# What to do:
Without any images, write the listing below out word for word.

# Materials provided:
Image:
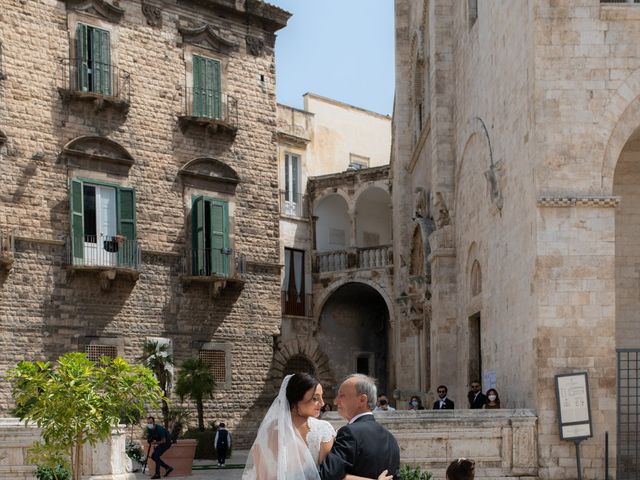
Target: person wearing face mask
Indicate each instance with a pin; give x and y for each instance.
(493, 400)
(443, 403)
(415, 403)
(159, 437)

# Solved problem:
Image:
Target: person wearing face mask
Indicate each instance with a pin; give x and y for each instance.
(493, 400)
(443, 403)
(415, 403)
(159, 437)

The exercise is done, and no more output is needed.